(Natural-language object grounding data)
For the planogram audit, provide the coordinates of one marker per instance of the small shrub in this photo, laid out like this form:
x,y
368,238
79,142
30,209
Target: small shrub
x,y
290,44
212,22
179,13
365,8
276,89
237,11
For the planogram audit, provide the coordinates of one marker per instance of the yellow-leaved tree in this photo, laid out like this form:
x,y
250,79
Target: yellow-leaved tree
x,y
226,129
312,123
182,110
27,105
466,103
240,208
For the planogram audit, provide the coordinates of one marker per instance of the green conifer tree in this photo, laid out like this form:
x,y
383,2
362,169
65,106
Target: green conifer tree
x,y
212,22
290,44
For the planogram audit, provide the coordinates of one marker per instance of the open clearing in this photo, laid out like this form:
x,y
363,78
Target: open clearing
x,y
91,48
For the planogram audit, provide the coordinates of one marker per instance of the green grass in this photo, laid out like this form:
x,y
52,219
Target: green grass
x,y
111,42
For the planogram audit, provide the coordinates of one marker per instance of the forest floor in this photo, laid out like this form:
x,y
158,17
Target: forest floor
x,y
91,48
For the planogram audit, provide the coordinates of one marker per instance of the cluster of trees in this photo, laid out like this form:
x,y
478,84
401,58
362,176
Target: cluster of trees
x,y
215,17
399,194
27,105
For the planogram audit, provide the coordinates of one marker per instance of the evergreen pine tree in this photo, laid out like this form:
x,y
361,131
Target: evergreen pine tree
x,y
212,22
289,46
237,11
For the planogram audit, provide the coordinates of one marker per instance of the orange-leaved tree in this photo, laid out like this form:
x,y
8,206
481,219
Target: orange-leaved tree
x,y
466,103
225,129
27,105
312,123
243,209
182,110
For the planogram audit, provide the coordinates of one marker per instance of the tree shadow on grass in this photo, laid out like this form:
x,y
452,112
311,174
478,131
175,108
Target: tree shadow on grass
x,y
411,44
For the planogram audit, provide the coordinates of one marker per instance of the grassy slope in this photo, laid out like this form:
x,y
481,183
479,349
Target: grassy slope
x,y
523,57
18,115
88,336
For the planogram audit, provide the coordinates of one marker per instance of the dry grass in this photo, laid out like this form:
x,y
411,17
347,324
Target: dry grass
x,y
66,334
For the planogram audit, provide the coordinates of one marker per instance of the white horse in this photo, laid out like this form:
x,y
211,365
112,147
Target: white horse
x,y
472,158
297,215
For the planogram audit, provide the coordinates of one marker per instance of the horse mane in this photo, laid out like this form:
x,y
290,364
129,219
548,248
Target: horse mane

Task objective:
In full and verbatim, repeat the records given above.

Finished task:
For the planogram audit, provide the coordinates of one marker per instance of the small shrub in this photo, laid out like this form:
x,y
368,238
79,142
30,209
Target: small shrub
x,y
290,44
212,22
179,13
365,8
276,89
237,11
For the planogram audit, provide the coordinates of one marker per instance of the yellow-leaved tree in this photo, laid out like this form:
x,y
250,79
Target: yellow-leaved tree
x,y
226,129
312,123
182,110
27,105
466,103
240,208
For the planogram audit, provide the coordinates of one marker per instance of the green conifer tree in this photo, laid out like this form:
x,y
383,2
362,169
65,106
Target: green conifer tree
x,y
212,22
290,44
For the planogram audit, provide the coordinates of one marker per instance of the open clearing in this photo, laid out like this form:
x,y
363,78
Target: open clearing
x,y
91,48
For the planogram audit, provide the coordinates of one marker per instance of the green grass in this photo, laid out like this form:
x,y
52,219
Target: green grass
x,y
111,42
For the planogram audit, provide the coordinates of one marker per instance of the forest floor in this photo, laid out like this form:
x,y
158,17
Target: forest floor
x,y
91,48
For the planogram audit, provide the coordinates of one marker per instance of the cluster of trees in this photo, laid out like this form:
x,y
478,84
401,58
362,176
Target: cluster of trees
x,y
215,17
399,194
27,105
For the planogram audit, provide the coordinates of one marker per instance of the evergreen pine tree in this photo, laid out like this form:
x,y
361,131
Target: evergreen pine tree
x,y
212,22
289,46
237,11
For the planogram audit, provide the coordinates of one marker per instance of the orange-leaved tree in this photo, laid out like this form:
x,y
8,206
481,219
Target: orange-leaved tree
x,y
466,103
225,129
27,105
312,123
243,209
182,110
For the planogram audit, provide the coordinates of one marker per instance of the tree shadow on grass in this photo, laid out like this form:
x,y
452,112
311,174
478,131
175,108
Target: tree shadow on grass
x,y
411,44
For the planogram audit, provide the coordinates of one marker per instance of the grassy slope in this photo, laid out like this form:
x,y
481,183
479,349
Target: grassy slope
x,y
523,57
18,115
88,336
For the planogram audit, provide the coordinates of one marker per instance of the dry grass in this photo, laid out like this form:
x,y
411,17
347,324
Target: dry grass
x,y
66,334
For the planogram audit, provide the coordinates of one marker per instance of the white horse in this photo, laid out like this form:
x,y
211,365
112,147
Target: white horse
x,y
472,158
297,215
For the planogram audit, provide the coordinates of one marker per instance of the horse mane in this photo, laid out like this form:
x,y
290,364
129,219
548,248
Target: horse mane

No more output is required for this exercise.